> **DIRECTIONS**
Count the lines in the data below that have "marking" in them, and reply with only that number.

> **Natural language region descriptions**
○ ○ ○ ○
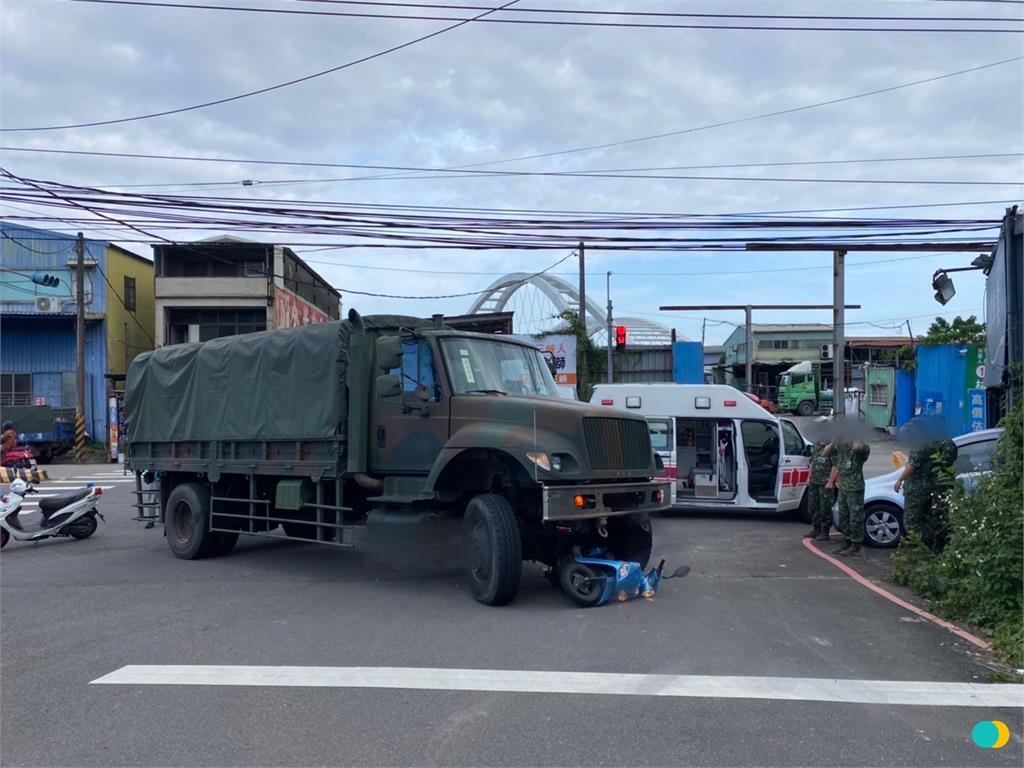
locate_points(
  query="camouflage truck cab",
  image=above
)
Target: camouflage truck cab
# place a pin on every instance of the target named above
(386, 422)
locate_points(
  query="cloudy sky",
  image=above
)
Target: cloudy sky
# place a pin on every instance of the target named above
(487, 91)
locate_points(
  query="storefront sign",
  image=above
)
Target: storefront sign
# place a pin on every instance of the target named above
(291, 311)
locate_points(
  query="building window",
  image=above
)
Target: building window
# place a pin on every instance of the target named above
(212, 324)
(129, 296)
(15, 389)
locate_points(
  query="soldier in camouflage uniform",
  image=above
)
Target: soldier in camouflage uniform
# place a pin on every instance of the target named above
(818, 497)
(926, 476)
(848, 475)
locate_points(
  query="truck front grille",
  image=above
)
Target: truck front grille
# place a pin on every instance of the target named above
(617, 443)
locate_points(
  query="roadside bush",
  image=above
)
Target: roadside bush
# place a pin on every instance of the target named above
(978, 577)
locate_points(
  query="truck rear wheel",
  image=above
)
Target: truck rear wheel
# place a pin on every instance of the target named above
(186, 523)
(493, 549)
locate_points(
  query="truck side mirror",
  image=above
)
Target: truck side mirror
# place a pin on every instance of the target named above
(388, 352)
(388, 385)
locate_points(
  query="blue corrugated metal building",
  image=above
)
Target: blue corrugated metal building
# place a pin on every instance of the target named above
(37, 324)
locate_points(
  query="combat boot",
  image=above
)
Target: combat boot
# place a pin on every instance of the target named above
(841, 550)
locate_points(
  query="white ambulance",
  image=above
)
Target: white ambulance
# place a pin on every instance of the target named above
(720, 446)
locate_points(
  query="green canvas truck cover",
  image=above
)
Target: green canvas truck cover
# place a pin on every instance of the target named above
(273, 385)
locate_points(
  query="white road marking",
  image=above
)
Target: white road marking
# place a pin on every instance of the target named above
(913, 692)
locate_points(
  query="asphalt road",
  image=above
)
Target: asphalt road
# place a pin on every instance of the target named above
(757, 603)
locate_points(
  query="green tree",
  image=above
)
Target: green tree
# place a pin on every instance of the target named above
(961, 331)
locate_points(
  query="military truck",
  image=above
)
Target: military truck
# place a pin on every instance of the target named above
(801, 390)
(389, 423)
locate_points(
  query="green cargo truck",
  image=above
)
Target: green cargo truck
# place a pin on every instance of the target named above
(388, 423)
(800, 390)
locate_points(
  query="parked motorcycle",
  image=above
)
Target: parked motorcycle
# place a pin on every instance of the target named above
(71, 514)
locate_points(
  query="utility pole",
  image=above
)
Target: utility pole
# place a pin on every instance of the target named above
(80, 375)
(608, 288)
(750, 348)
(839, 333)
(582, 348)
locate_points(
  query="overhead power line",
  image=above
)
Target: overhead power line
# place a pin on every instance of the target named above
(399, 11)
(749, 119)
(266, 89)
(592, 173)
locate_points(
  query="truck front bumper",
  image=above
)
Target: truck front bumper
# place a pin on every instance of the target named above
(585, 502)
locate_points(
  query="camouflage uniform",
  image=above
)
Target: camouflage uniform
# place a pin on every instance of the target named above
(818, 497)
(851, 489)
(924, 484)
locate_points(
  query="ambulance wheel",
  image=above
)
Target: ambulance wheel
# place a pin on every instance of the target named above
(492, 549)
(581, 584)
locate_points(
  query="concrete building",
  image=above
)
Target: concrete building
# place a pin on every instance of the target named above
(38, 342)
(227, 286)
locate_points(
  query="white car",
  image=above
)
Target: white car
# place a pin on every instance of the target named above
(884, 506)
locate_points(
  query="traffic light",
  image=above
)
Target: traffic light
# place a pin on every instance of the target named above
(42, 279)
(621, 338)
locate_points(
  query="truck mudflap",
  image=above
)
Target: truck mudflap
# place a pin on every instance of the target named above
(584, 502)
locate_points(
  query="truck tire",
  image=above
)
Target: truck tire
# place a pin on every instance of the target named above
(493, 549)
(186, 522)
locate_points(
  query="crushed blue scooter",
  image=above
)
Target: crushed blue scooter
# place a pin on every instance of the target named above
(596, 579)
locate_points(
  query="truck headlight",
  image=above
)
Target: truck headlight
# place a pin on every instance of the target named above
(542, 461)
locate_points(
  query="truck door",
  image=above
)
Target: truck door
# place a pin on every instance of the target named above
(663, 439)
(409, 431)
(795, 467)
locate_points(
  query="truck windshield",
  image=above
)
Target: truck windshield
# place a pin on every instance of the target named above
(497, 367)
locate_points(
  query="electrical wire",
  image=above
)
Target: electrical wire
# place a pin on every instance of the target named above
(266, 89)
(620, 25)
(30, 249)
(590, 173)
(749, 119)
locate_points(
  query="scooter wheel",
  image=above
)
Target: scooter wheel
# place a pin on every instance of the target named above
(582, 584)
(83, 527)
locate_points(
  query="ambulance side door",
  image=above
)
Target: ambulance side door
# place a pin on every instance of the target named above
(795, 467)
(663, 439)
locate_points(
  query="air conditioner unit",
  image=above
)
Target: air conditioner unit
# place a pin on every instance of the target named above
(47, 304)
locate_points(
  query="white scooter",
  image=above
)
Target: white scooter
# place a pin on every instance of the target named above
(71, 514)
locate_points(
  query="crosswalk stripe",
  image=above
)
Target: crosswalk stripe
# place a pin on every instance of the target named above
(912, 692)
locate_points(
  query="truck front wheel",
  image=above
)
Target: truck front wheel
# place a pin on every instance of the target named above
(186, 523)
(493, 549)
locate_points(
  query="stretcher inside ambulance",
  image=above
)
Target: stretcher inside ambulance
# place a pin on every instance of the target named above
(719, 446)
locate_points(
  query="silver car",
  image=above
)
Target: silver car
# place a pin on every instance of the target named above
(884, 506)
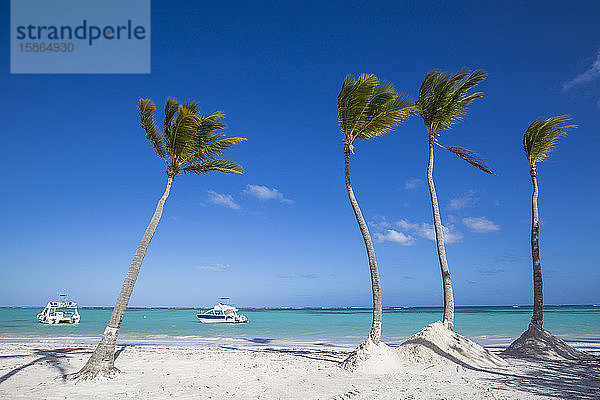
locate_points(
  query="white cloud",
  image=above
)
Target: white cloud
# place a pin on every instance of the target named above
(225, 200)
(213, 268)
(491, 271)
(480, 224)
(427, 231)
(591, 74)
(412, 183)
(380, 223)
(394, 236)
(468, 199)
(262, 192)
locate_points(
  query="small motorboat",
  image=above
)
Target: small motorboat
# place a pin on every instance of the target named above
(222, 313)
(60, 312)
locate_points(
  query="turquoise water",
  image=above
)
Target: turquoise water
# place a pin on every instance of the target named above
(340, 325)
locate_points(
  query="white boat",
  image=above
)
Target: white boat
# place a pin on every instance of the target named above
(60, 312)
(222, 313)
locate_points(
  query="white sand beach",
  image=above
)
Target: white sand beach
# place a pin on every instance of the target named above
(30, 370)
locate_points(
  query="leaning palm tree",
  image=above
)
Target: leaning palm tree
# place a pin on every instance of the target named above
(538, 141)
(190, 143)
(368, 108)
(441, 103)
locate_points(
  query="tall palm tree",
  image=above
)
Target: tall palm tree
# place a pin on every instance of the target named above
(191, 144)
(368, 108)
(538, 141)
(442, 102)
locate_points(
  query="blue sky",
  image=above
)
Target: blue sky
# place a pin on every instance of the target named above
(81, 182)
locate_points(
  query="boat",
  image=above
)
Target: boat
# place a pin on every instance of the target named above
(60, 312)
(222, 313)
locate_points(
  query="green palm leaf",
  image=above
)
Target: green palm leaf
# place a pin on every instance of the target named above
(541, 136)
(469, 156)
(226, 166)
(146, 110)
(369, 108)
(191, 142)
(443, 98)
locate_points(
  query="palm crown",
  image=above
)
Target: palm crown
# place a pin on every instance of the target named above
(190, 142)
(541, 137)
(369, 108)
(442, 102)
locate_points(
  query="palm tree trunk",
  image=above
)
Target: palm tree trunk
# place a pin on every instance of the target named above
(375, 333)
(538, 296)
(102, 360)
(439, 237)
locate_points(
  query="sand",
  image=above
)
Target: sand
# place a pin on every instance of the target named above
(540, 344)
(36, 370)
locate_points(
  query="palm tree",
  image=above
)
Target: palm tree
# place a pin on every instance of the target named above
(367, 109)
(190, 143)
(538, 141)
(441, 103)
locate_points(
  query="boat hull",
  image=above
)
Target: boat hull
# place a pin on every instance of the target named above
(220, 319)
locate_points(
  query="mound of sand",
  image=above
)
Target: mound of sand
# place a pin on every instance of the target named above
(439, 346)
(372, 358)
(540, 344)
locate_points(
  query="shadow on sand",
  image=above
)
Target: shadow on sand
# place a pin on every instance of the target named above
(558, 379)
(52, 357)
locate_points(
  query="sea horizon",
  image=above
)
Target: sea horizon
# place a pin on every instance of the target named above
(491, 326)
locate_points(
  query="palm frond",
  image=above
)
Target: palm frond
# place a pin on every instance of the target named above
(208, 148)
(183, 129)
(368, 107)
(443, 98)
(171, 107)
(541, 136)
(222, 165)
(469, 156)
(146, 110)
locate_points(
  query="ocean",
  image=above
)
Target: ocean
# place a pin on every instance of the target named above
○ ○ ○ ○
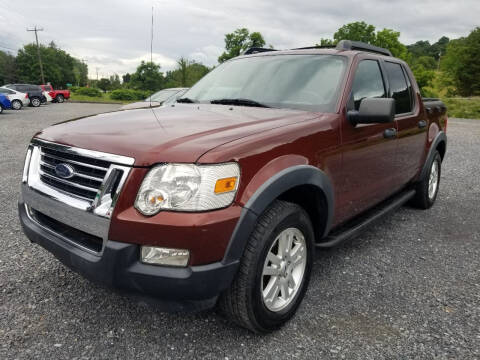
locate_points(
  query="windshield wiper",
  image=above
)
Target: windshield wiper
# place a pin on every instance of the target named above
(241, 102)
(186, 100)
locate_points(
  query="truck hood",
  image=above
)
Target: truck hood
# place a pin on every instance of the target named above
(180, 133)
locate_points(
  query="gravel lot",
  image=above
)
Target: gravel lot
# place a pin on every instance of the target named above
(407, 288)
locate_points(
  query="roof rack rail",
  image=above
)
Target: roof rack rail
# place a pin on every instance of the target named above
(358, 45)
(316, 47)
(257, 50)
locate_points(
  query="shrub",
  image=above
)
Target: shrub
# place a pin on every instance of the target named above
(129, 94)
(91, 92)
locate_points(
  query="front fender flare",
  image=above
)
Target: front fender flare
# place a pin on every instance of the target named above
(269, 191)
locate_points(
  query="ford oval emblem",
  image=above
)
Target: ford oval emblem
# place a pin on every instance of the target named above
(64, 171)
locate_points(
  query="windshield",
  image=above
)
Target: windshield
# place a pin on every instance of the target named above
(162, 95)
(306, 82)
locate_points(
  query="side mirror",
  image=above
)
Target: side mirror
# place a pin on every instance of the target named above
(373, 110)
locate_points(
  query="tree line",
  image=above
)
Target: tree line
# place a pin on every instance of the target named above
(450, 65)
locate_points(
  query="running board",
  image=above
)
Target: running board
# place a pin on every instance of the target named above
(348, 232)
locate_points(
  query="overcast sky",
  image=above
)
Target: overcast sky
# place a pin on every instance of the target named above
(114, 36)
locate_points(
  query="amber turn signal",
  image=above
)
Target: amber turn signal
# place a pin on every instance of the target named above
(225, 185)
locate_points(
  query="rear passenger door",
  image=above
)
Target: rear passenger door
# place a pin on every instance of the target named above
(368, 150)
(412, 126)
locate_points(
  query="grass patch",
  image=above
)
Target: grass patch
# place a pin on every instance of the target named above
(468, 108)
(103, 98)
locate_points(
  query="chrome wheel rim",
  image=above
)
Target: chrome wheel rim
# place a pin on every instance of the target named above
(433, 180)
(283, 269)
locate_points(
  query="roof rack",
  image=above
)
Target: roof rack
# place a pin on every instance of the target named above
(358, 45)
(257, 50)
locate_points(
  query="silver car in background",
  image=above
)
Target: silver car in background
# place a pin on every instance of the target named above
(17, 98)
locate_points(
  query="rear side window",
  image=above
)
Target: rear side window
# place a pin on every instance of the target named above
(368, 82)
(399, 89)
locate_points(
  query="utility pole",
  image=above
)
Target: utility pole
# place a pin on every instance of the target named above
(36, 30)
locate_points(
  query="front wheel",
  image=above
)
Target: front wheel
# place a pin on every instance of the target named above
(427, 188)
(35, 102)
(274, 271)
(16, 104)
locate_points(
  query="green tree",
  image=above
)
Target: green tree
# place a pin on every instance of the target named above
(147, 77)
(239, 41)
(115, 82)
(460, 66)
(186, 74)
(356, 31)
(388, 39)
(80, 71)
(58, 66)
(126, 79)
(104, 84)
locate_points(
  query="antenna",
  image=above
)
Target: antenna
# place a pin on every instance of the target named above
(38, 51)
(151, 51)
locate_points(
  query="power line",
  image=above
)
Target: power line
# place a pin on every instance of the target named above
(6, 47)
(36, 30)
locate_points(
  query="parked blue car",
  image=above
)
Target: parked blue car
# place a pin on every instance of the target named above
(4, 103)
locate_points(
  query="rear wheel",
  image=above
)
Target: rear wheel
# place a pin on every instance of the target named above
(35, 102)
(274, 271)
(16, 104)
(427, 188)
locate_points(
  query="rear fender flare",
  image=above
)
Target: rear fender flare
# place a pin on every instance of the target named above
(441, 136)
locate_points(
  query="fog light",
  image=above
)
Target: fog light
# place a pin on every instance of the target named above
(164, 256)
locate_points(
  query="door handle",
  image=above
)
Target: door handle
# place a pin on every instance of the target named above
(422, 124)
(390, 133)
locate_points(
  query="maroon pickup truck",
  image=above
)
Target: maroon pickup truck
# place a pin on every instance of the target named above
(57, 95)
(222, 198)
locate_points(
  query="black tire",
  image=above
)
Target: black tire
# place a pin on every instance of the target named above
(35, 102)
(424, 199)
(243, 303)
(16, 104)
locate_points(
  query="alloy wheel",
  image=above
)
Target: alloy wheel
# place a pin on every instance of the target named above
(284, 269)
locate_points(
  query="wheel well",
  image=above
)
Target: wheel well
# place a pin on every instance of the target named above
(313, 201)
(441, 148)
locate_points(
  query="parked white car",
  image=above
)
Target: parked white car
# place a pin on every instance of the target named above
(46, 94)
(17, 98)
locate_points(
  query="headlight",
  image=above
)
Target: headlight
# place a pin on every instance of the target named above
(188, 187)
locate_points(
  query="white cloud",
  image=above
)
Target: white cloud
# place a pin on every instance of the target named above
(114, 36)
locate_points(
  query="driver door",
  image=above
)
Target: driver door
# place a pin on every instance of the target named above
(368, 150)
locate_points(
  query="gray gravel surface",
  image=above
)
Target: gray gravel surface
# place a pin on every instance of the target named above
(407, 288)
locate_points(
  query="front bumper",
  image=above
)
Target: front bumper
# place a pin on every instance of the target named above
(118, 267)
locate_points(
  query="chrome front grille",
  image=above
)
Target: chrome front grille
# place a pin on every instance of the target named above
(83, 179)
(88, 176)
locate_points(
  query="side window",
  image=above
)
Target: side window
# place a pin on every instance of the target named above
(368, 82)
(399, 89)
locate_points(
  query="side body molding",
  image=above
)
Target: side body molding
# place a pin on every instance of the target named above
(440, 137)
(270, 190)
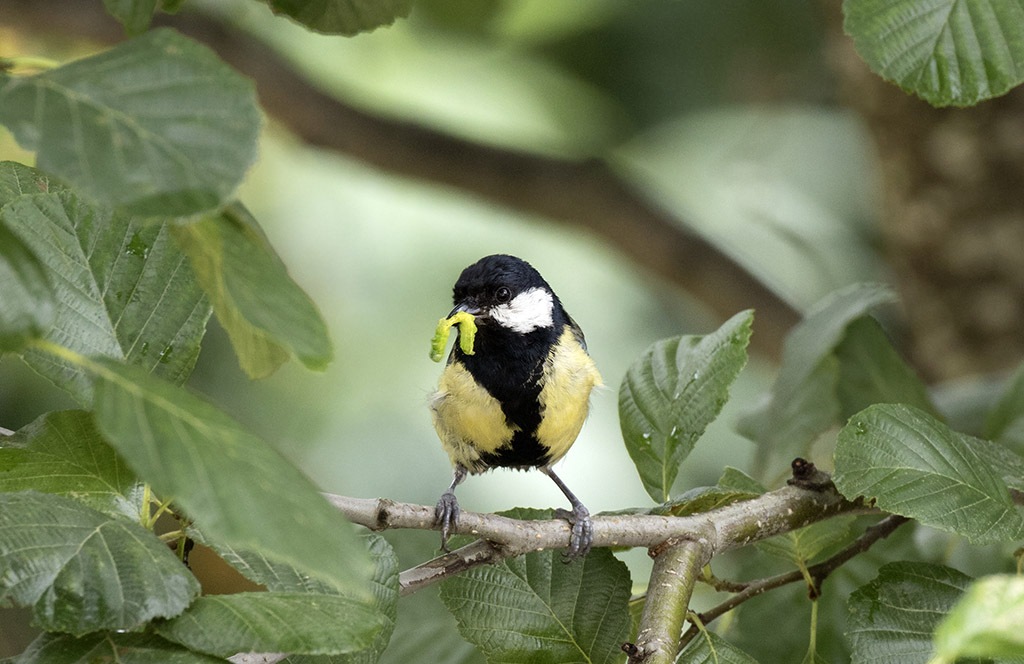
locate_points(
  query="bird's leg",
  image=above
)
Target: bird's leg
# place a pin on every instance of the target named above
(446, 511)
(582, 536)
○ ○ ○ ○
> **TASK RESULT**
2